**Items listed in a dataset**
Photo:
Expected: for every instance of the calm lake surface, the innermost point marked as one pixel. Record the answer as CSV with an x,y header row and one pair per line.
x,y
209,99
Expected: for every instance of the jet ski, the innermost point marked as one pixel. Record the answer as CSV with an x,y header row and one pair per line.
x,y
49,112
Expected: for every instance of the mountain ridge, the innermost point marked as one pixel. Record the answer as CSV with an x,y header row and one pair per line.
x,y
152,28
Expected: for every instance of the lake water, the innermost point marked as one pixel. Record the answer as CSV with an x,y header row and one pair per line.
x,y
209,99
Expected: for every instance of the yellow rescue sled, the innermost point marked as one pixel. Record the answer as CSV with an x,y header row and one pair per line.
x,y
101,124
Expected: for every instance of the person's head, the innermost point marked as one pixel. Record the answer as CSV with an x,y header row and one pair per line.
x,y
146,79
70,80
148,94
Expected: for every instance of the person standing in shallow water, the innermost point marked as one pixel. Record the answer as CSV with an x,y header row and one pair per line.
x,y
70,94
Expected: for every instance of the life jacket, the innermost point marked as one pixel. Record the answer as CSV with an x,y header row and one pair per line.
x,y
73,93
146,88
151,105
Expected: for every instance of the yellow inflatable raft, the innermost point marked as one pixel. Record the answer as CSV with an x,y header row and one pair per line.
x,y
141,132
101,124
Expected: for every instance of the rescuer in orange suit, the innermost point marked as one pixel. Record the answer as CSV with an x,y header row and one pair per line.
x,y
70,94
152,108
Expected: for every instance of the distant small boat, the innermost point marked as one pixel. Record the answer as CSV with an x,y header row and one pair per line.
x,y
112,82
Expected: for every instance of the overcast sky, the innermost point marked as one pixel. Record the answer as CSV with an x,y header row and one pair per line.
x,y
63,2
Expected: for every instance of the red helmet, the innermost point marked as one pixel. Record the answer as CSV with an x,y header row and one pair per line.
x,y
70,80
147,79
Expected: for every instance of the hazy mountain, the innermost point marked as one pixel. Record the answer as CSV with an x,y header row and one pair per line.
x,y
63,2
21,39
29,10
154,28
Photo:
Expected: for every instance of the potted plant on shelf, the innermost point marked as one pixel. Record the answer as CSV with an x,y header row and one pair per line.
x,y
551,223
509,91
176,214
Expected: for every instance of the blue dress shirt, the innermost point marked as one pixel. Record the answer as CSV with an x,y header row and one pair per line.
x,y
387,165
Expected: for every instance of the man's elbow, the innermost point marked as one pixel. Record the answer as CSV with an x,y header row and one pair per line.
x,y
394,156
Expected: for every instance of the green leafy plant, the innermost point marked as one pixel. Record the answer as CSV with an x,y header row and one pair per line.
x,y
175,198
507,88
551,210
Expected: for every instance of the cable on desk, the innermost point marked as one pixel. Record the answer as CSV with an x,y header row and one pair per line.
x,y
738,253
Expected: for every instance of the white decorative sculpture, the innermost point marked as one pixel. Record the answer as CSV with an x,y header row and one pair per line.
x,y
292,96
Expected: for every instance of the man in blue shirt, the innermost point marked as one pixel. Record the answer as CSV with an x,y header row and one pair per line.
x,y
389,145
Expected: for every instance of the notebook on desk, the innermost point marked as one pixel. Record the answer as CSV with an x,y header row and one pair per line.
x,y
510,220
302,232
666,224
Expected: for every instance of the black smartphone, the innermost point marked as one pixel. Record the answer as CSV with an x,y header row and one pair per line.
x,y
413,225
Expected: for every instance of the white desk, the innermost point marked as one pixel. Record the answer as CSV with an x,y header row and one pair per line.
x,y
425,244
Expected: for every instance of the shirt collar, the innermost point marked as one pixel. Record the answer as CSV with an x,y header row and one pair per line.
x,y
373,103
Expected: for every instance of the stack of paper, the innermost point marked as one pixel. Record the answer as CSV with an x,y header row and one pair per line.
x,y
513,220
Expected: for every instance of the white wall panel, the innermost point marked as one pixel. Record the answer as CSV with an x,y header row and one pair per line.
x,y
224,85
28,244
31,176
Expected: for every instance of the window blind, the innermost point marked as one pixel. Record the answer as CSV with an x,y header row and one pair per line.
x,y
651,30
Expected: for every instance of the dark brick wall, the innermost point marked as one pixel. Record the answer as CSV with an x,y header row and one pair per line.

**GOAL**
Can you quote exactly the lines from the one containing "Expected: for every instance of the cable" through the last line of the records above, and nothing else?

**ANSWER IN FULL**
Expected: for every instance of the cable on desk, the innermost point marked as one pixel. Record the answer as CSV with an x,y header row and one pair per line.
x,y
738,253
Expected: for every instance of the white decorative sculpture, the innermost point marked as one pixel. Record the answer as CSV with an x,y header row and one pair per line.
x,y
292,96
Expected: for every instance of the man in blue shirt, the innermost point marked as one pixel. Record the answer as CSV with an x,y header row and one pair per line.
x,y
389,145
Expected: for every instance of the notebook on desk, the innermost point marked as one pixel. Record the answer as CSV with an x,y header row and one pair per line.
x,y
510,220
302,232
666,224
Expected: for every instance of the black smartphone, the innermost point marked as one pixel. Record the answer as CSV with an x,y header row and one pair per line.
x,y
413,225
Expected: for every instance of the white desk, the innermost point marked as one pixel. Record the answer as CSV with an x,y header row and one pair per line.
x,y
425,244
Expected: for every instance of the shirt collar, the innermost point marked as one pixel. Record the answer as CSV with an x,y header row and one pair per line.
x,y
373,103
Expected: for every instance of the stack of paper, the innermost point marked as one pixel. Record the answer as CSV with an x,y header row and one pair per line.
x,y
513,220
Expected: for every instance of the white wall panel, the innermost point marked as one pixel. Record the answer as CSV with an x,y header row and one pair per line.
x,y
224,85
28,244
31,176
Expected: for every instance of the window blind, the innermost point marked as one pixel. Record the answer as CSV with an x,y header row and one pair per line.
x,y
651,30
Expected: for every instance of the dark brick wall, the innermost point marked as one pixel. Record the answer as CSV with an x,y header row and one pair per line.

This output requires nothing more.